**Stored data entries:**
═══

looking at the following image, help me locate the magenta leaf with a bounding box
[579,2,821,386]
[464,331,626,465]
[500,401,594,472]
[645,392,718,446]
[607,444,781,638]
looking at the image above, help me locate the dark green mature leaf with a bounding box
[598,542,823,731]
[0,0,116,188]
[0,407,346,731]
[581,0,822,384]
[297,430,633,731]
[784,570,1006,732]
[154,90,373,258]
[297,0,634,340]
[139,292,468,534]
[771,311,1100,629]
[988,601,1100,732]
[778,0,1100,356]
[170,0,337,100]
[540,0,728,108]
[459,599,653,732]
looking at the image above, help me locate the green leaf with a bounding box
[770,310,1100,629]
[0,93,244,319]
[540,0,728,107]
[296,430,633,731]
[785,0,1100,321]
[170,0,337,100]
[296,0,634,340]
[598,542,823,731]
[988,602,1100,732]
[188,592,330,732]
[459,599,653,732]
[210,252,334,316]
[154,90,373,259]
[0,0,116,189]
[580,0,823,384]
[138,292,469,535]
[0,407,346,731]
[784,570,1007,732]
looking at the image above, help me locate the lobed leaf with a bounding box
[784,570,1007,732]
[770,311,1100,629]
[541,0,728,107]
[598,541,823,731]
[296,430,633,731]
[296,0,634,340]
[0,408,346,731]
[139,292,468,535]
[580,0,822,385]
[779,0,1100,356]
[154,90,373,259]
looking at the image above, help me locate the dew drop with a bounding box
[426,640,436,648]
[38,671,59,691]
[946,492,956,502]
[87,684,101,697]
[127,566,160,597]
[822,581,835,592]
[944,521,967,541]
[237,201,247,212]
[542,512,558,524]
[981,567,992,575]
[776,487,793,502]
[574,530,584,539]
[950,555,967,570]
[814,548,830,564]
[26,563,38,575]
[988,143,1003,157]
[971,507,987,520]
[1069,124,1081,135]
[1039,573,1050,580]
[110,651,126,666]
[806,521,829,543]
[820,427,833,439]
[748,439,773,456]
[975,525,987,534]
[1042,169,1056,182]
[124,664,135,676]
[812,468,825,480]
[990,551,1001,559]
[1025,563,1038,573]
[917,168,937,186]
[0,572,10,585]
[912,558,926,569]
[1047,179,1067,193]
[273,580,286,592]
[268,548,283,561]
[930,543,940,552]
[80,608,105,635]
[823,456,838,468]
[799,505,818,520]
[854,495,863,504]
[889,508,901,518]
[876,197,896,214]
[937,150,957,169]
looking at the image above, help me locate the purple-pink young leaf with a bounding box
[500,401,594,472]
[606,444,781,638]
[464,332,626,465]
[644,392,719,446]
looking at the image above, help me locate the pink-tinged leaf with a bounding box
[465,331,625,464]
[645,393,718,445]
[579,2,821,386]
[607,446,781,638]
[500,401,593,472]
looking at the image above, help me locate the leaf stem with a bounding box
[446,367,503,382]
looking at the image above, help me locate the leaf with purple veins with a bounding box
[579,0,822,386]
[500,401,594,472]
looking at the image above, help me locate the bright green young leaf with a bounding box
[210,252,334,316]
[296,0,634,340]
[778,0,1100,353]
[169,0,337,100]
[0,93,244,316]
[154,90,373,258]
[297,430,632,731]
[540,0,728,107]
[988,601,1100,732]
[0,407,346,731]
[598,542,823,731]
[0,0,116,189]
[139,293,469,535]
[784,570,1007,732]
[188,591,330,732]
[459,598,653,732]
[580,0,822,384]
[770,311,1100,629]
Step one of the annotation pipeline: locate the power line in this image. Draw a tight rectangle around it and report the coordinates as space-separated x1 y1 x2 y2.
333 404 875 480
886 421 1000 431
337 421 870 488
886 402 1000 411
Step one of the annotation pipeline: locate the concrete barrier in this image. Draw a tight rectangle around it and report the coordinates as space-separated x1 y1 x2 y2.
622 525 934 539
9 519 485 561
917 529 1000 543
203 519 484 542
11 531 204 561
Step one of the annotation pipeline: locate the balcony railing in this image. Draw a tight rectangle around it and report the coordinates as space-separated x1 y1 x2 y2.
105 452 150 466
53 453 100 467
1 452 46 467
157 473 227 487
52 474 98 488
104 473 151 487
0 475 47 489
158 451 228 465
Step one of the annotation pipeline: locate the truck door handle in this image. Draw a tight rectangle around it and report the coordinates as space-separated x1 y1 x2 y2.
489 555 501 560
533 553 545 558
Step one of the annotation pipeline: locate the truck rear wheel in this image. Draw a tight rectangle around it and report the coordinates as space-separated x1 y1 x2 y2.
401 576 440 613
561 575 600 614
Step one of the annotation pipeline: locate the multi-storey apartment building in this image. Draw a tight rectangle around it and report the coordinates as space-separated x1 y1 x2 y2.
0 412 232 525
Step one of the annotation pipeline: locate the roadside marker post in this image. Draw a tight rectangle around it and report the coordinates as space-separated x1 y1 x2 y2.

═══

**What the task asks:**
In full and word for word, restate the data.

**Written answer:**
looking at the following image, help me locate the magenta leaf with a bounding box
[579,2,821,386]
[464,331,626,465]
[500,401,594,472]
[645,392,718,446]
[607,444,781,638]
looking at the image above, help me locate the dark green mature leaf with a bounding box
[598,542,823,731]
[0,0,116,188]
[0,407,346,731]
[581,0,822,384]
[297,430,633,731]
[784,570,1006,732]
[154,90,373,258]
[297,0,634,340]
[139,292,468,534]
[771,311,1100,629]
[988,601,1100,732]
[778,0,1100,356]
[170,0,337,100]
[540,0,728,108]
[459,599,653,732]
looking at the image above, help me locate the green leaf with a bounding box
[770,310,1100,629]
[0,93,244,319]
[540,0,728,107]
[296,430,633,731]
[785,0,1100,321]
[170,0,337,100]
[296,0,634,340]
[598,542,823,731]
[988,602,1100,732]
[188,592,330,732]
[459,599,653,732]
[210,252,334,316]
[154,90,373,259]
[0,0,116,189]
[580,0,823,384]
[138,292,469,535]
[0,407,346,731]
[784,570,1007,732]
looking at the image above, help me locate the lobed leaf with a bounding box
[784,570,1007,732]
[770,311,1100,629]
[541,0,728,107]
[598,541,823,731]
[296,430,633,731]
[296,0,634,340]
[0,408,346,731]
[139,292,468,535]
[580,0,822,385]
[779,0,1100,356]
[154,90,373,259]
looking at the image above, help me locate the dew drop with a bounding box
[426,640,436,648]
[38,671,59,691]
[946,492,956,502]
[87,684,101,697]
[127,566,160,597]
[822,581,835,592]
[944,521,967,541]
[237,201,247,212]
[542,512,558,524]
[981,567,992,575]
[776,487,793,502]
[574,530,584,539]
[950,555,967,570]
[814,548,830,564]
[26,563,38,575]
[988,143,1003,157]
[971,507,987,520]
[1069,124,1081,135]
[1039,573,1050,580]
[110,651,126,666]
[806,521,829,543]
[820,427,833,439]
[748,439,773,456]
[975,525,987,534]
[1042,169,1056,182]
[124,664,135,676]
[812,468,825,480]
[990,551,1001,559]
[1025,563,1038,573]
[917,168,937,186]
[0,572,10,585]
[912,558,926,569]
[1047,179,1067,193]
[273,580,286,592]
[268,548,283,561]
[930,543,940,552]
[80,608,105,635]
[823,456,838,468]
[799,505,818,520]
[854,495,863,504]
[889,508,901,518]
[876,197,896,214]
[937,150,957,169]
looking at the image above, help me locate the purple-pink young leaf with a bounding box
[500,401,594,472]
[606,444,781,638]
[464,332,626,465]
[644,392,719,446]
looking at the image above, help me locate the pink-tinged leaf with a bounding box
[465,331,625,464]
[645,393,718,445]
[579,2,821,386]
[607,446,781,638]
[500,401,593,472]
looking at the image above, help me locate the leaf stem with a bounding box
[446,367,503,382]
looking at the image above, help me locate the leaf with purple veins with a bounding box
[579,0,822,386]
[500,401,594,472]
looking at the image above, help me locate the bright green young leaf with a bounding box
[210,252,334,316]
[296,0,634,340]
[778,0,1100,353]
[169,0,337,100]
[0,93,244,316]
[154,90,373,258]
[297,430,632,731]
[540,0,728,107]
[988,601,1100,732]
[0,407,346,731]
[598,542,823,731]
[0,0,116,189]
[139,293,469,535]
[784,570,1007,732]
[188,591,330,732]
[459,598,653,732]
[580,0,822,384]
[770,311,1100,629]
Step one of the annotation pipeline: locate the power line in this image. Draw a tight rectangle around it and report the coordinates as space-separated x1 y1 x2 y2.
333 404 875 480
886 421 1000 431
337 421 870 488
886 402 1000 411
Step one of the annotation pipeline: locate the concrete barrier in this image. Draw a tight rectangle around it and report the coordinates as space-separated x1 y1 x2 y2.
622 525 934 539
9 519 485 561
917 529 1000 543
203 519 484 542
11 531 204 561
Step one of the annotation pipeline: locate the balcony railing in this image. Draw a tight rectangle around it and report the coordinates as space-separated x1 y1 x2 y2.
105 452 150 466
53 453 100 467
1 452 46 467
157 473 227 487
52 474 98 488
104 473 151 487
0 475 47 489
158 451 228 465
Step one of the annotation pipeline: locate the truck door handle in this image. Draw a tight rectangle around it and report the coordinates as space-separated x1 y1 x2 y2.
489 555 501 560
533 553 545 558
Step one of the annotation pipeline: locate the truck rear wheel in this image. Draw a tight rectangle around it and report the coordinates as space-separated x1 y1 x2 y2.
401 576 440 613
561 575 600 614
Step one of the annotation pipeline: locate the multi-storey apartment building in this image. Draw a tight rectangle around it and report the coordinates as space-separated x1 y1 x2 y2.
0 412 232 525
Step one of the annotation pipeline: locate the roadside marker post in this image. Draw a tight rectangle around it and report the coordinates as space-separated x1 y1 x2 y2.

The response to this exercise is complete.